PROBLEM DETAILS → Drop every picture, then transcribe the remaining data exactly.

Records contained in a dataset
+ + + + +
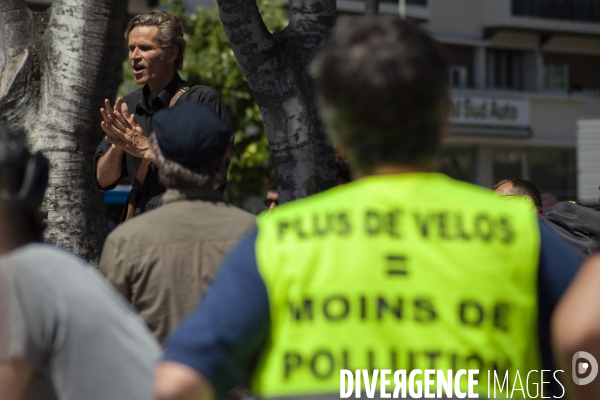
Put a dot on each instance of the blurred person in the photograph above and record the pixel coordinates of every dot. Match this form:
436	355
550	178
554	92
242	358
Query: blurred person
272	198
548	201
577	225
64	333
156	45
521	188
162	262
576	324
377	273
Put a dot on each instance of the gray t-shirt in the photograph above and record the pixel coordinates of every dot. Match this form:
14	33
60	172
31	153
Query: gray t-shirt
82	339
+ + + + +
RESPONSE TO THIS TASK →
Put a dot on each instance of the blurred person in the photograph above and record the pixel coordinates of every dot. Match this form:
436	355
550	178
554	92
242	358
Query: blurred person
272	198
548	201
577	225
64	333
156	45
521	188
162	262
576	324
377	273
Put a dot on each instance of the gray t-shirt in the photograph above and record the pixel coordinates of every dot. Match this form:
14	33
60	172
31	153
Query: gray t-shirt
82	339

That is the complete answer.